--- Listed entries Enclosed Below ---

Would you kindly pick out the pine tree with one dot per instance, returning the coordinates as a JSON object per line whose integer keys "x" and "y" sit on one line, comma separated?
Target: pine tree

--- End of Enclosed Listed entries ---
--- Listed entries Enclosed Below ---

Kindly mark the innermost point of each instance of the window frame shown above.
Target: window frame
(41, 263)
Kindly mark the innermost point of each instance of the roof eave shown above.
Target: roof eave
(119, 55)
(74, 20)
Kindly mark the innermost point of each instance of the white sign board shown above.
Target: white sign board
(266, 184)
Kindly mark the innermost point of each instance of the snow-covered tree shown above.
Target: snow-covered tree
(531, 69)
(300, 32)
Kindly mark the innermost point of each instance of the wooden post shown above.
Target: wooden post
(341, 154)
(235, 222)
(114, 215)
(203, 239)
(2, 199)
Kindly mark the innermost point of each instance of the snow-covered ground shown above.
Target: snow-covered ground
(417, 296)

--- End of Enclosed Listed entries ---

Exercise objective:
Please return each line of the data above in which the word "pine" occurs.

Answer section:
Would you kindly pick out the pine tree with one dot per instance, returning the coordinates as a JSON object per line whose integer keys "x" and "y" sit on one line, comma separated?
Target: pine tree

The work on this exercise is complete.